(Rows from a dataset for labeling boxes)
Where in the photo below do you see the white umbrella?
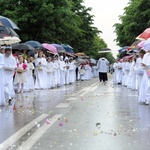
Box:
[143,38,150,51]
[0,36,21,45]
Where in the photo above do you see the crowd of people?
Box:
[0,46,98,106]
[113,50,150,105]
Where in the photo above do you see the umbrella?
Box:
[138,28,150,40]
[0,34,3,39]
[143,38,150,51]
[51,44,66,53]
[90,58,96,64]
[0,26,19,37]
[131,40,141,46]
[25,41,44,48]
[0,36,21,45]
[0,16,19,30]
[66,52,76,58]
[118,46,129,52]
[76,52,85,56]
[12,43,34,51]
[136,41,145,48]
[42,43,57,53]
[61,44,74,54]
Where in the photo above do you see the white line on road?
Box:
[0,114,49,150]
[17,114,62,150]
[66,97,77,101]
[56,103,71,108]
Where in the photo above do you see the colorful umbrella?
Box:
[12,43,34,51]
[25,41,44,48]
[138,28,150,40]
[136,41,145,48]
[42,43,58,53]
[143,38,150,51]
[0,16,19,30]
[0,36,21,45]
[61,44,74,54]
[0,26,19,37]
[51,44,66,53]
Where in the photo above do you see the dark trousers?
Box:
[99,72,108,82]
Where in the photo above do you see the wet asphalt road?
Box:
[0,76,150,150]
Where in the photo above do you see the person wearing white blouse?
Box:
[35,51,47,89]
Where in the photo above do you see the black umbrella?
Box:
[12,43,34,51]
[0,26,19,37]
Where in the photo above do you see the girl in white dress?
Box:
[69,58,76,84]
[46,57,54,88]
[0,53,6,106]
[65,58,70,85]
[35,51,47,89]
[24,58,34,91]
[136,50,145,95]
[113,60,122,84]
[14,56,27,93]
[138,50,150,105]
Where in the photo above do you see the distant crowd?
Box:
[0,46,98,106]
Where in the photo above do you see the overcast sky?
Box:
[85,0,129,55]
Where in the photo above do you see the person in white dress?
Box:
[14,56,27,93]
[69,57,76,84]
[24,58,35,91]
[0,48,6,106]
[46,57,54,88]
[54,54,60,87]
[97,57,109,84]
[4,47,17,104]
[113,60,122,84]
[136,50,145,95]
[59,56,66,86]
[92,64,97,78]
[65,58,70,85]
[124,59,131,86]
[138,50,150,105]
[35,51,47,89]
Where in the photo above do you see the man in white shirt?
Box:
[4,47,17,104]
[97,57,109,84]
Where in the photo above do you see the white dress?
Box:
[14,63,27,83]
[0,54,6,106]
[113,62,122,84]
[46,62,55,88]
[69,62,76,83]
[24,62,35,91]
[65,63,70,85]
[54,60,60,86]
[124,62,131,86]
[35,58,47,89]
[4,55,17,99]
[59,61,65,86]
[138,53,150,104]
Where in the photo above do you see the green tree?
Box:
[114,0,150,46]
[0,0,104,57]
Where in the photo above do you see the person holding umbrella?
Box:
[4,46,17,104]
[97,57,109,84]
[0,48,6,106]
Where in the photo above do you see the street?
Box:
[0,75,150,150]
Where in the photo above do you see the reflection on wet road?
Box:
[0,76,150,150]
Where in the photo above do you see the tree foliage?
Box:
[0,0,106,57]
[114,0,150,46]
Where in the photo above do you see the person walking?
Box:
[97,57,109,84]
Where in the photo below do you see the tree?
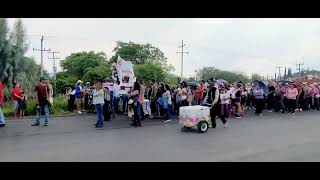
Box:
[83,64,112,82]
[10,18,28,83]
[60,51,107,79]
[197,67,250,83]
[110,41,167,64]
[133,62,166,84]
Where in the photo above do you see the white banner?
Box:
[116,56,135,87]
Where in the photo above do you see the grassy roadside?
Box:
[2,95,68,117]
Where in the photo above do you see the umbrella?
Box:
[253,80,269,93]
[215,80,224,87]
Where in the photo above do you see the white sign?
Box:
[116,56,135,87]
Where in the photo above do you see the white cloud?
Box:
[5,18,320,75]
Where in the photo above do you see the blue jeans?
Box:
[36,104,49,124]
[165,104,171,120]
[96,104,103,127]
[0,107,6,124]
[120,94,129,113]
[112,97,120,114]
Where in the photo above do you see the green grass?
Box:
[2,95,68,117]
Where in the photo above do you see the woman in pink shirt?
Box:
[196,80,204,105]
[287,84,298,114]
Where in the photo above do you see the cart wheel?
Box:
[198,121,209,133]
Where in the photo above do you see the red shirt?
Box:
[11,87,22,101]
[196,84,204,100]
[35,83,50,102]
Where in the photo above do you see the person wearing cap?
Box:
[11,83,23,117]
[75,80,83,114]
[83,82,90,111]
[32,77,50,126]
[0,81,6,127]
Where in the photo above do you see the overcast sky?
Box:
[9,18,320,76]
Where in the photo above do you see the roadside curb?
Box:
[5,113,94,120]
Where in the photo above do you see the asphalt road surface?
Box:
[0,111,320,162]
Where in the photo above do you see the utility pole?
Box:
[48,51,60,93]
[276,66,282,81]
[296,63,304,76]
[48,52,60,80]
[177,40,189,80]
[33,36,50,76]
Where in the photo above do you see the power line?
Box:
[177,40,189,80]
[33,35,50,76]
[48,51,60,78]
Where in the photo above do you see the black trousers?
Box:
[150,100,158,116]
[267,95,275,110]
[256,99,264,114]
[288,99,297,113]
[210,104,227,128]
[103,100,111,121]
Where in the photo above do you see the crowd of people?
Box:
[0,77,320,128]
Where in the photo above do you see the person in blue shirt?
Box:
[75,80,83,114]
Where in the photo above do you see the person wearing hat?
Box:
[32,76,50,126]
[83,82,90,111]
[75,80,83,114]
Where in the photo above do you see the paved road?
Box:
[0,112,320,162]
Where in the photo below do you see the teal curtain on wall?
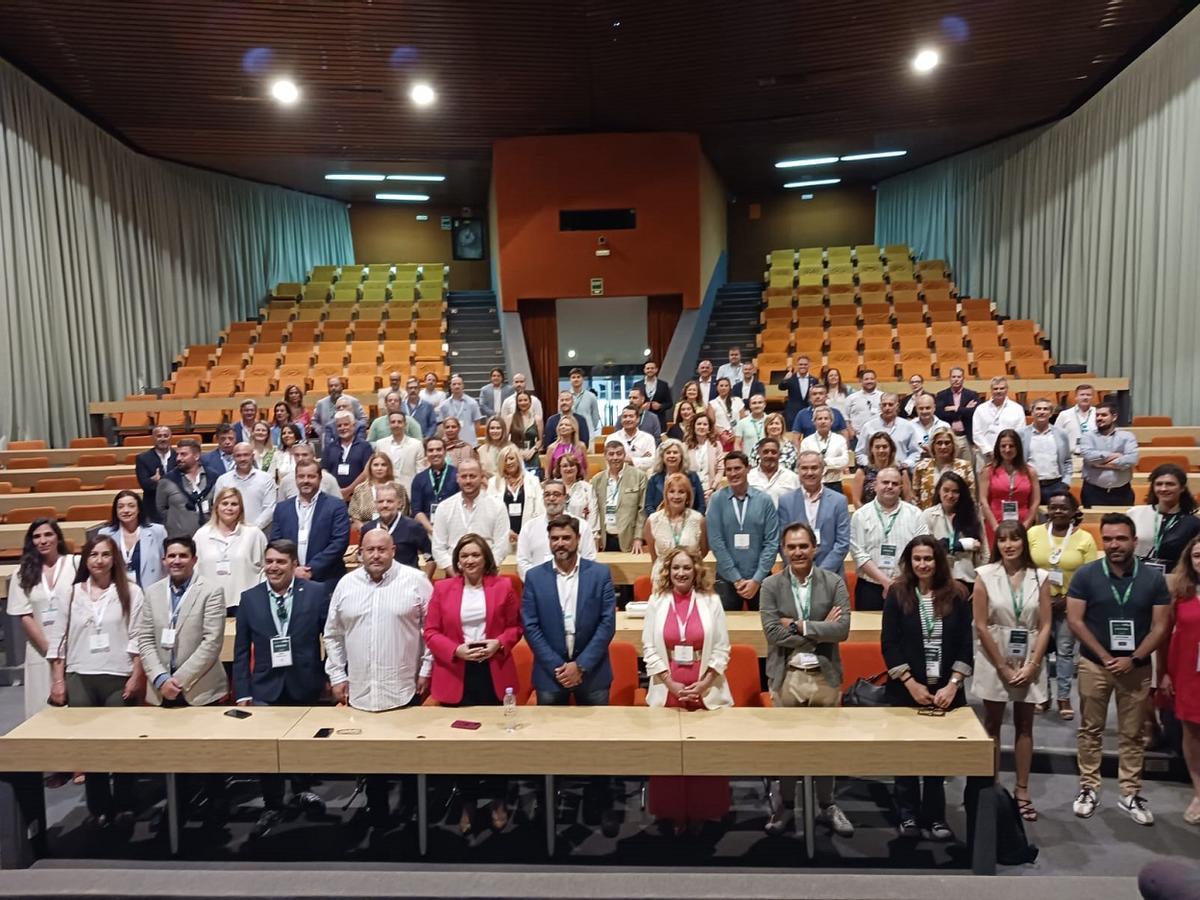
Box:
[0,61,354,445]
[876,10,1200,424]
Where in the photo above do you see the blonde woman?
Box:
[194,487,266,616]
[642,546,733,834]
[350,450,408,526]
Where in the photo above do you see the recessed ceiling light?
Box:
[784,178,841,187]
[775,156,838,169]
[408,82,438,107]
[841,150,908,162]
[271,78,300,106]
[912,47,942,73]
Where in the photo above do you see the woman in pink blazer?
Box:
[425,534,522,835]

GIVEN INSTRUCTION: Copy all of the material above word for word, leaving out the pictures.

ANSWER FOR THIS EXERCISE:
Where in the photo below do you see the white umbrella?
Box:
[143,38,150,51]
[0,36,21,45]
Where in the photo above do you see the crowd of people?
Box:
[0,46,98,106]
[113,50,150,105]
Where in the photo above do you see the umbrella?
Box:
[138,28,150,40]
[0,34,3,39]
[143,38,150,51]
[51,44,66,53]
[90,58,96,64]
[0,26,19,37]
[131,40,141,46]
[25,41,44,48]
[0,36,21,45]
[0,16,19,30]
[66,52,76,58]
[118,46,129,52]
[76,52,85,56]
[12,43,34,51]
[136,41,145,48]
[42,43,57,53]
[61,44,74,54]
Where in the photo above do you see the white line on road?
Box:
[0,114,49,150]
[17,114,62,150]
[66,97,77,101]
[56,103,71,108]
Where in the photo above do you see the colorful umbrella?
Box:
[12,43,34,51]
[25,41,44,48]
[138,28,150,40]
[136,41,145,48]
[42,43,58,53]
[143,38,150,51]
[0,16,19,30]
[0,36,21,45]
[61,44,74,54]
[0,26,19,37]
[51,44,66,53]
Where in the photo above do you see the dark trousers?
Box:
[99,72,108,82]
Where in the photo above do you see the wet asphalt road?
Box:
[0,76,150,150]
Where in the photo above do you see the person wearing white blouse?
Box:
[35,51,47,89]
Where in the photo above do you see the black umbrella?
Box:
[12,43,34,51]
[0,26,19,37]
Where in the photo above do you see the girl in white dress?
Box:
[69,58,76,84]
[46,57,54,88]
[0,53,6,106]
[65,58,70,85]
[35,51,47,89]
[24,58,34,91]
[136,50,145,95]
[113,60,122,84]
[14,56,27,93]
[138,50,150,105]
Where in the photo above do you see the distant crowd?
Box:
[0,46,98,106]
Where in the photo above do you see the overcast sky?
Box:
[85,0,129,55]
Where in the photo above do you see the person in white dress?
Box:
[14,56,27,93]
[69,57,76,84]
[24,58,35,91]
[0,48,6,106]
[46,57,54,88]
[54,54,60,87]
[97,57,109,84]
[4,47,17,104]
[113,60,122,84]
[136,50,145,95]
[59,56,66,86]
[92,64,97,78]
[65,58,70,85]
[124,59,131,86]
[138,50,150,105]
[35,51,47,89]
Where in the photo above do you see the man in white shirt?
Box:
[4,47,17,104]
[97,57,109,84]
Where in the photo above do you see the white dress?
Box:
[14,63,27,83]
[0,54,6,106]
[113,62,122,84]
[46,62,55,88]
[69,62,76,83]
[24,62,35,91]
[65,63,70,85]
[54,60,60,86]
[124,62,131,86]
[35,58,47,89]
[4,55,17,99]
[59,61,65,86]
[138,53,150,104]
Where in the photo above do you see the green tree?
Box:
[114,0,150,46]
[0,0,104,57]
Where in the photo above do you see the person holding umbrella?
Box:
[4,46,17,104]
[97,57,109,84]
[0,48,6,106]
Where in the photo above do you see the street?
Box:
[0,75,150,150]
Where in the photo above do you see the reflection on wet road?
Box:
[0,76,150,150]
Where in the photo above do you see the tree foliage?
Box:
[0,0,106,57]
[114,0,150,46]
Where in the photo above do you see the person walking?
Box:
[97,57,109,84]
Where in the photo below do you see the tree?
Box:
[83,64,112,82]
[10,18,28,83]
[60,51,107,79]
[197,67,250,83]
[110,41,167,64]
[133,62,166,84]
Where in the photo above do you see the white banner?
Box:
[116,56,135,87]
Where in the photo above do you see the grassy roadside?
Box:
[2,95,68,117]
Where in the photo above do you see the umbrella?
Box:
[253,80,269,93]
[215,80,224,87]
Where in the photo above do you see the white sign?
Box:
[116,56,135,87]
Where in the photo above do you see the white cloud?
Box:
[5,18,320,75]
Where in the photo above do you see the blue jeans?
Box:
[36,104,49,124]
[165,104,171,120]
[96,104,103,127]
[0,107,6,124]
[120,94,129,113]
[112,97,120,114]
Where in the photo above do you see the green grass?
Box:
[2,95,68,117]
Where in the photo above do you see the woman in pink shirt?
Box:
[196,80,204,105]
[287,84,298,114]
Where in the photo above do you see the cart wheel?
Box:
[198,121,209,133]
Where in the photo above do you see the red shirt?
Box:
[11,87,22,101]
[196,84,204,100]
[35,83,50,102]
Where in the photo above do you see the person wearing cap?
Box:
[11,83,23,117]
[75,80,83,114]
[83,82,90,111]
[32,77,50,126]
[0,81,6,127]
Where in the photo above do you see the overcast sky?
Box:
[9,18,320,76]
Where in the photo above do you see the roadside curb?
Box:
[5,113,94,120]
Where in the photo above do you see the asphalt road surface?
Box:
[0,111,320,162]
Where in the photo above do you see the utility pole?
Box:
[48,51,60,93]
[276,66,282,81]
[296,63,304,76]
[48,52,60,80]
[177,40,189,80]
[33,36,50,76]
Where in the photo above do you see the power line?
Box:
[177,40,189,80]
[33,35,50,76]
[48,51,60,78]
Where in the photo above do you see the black trousers?
Box:
[150,100,158,116]
[267,95,275,110]
[256,99,264,114]
[288,99,297,113]
[210,104,227,128]
[103,100,111,121]
Where in the photo above do you see the crowd of people?
Box:
[0,77,320,128]
Where in the photo above do you see the person in blue shirt?
Box:
[75,80,83,114]
Where in the photo above do you see the person wearing hat?
Box:
[32,76,50,126]
[83,82,90,111]
[75,80,83,114]
Where in the photo above do you see the paved road?
Box:
[0,112,320,162]
Where in the photo below do you see the teal curtain on wall?
Box:
[0,61,354,445]
[876,10,1200,424]
Where in the photo above do you see the blonde woman?
Box:
[194,487,266,616]
[642,546,733,834]
[350,450,408,526]
Where in the photo above do you see the recessed ceiling light?
Box:
[784,178,841,187]
[775,156,838,169]
[408,82,438,107]
[841,150,908,162]
[271,78,300,106]
[912,47,942,73]
Where in the photo above do you see the woman in pink blazer?
Box:
[425,534,522,835]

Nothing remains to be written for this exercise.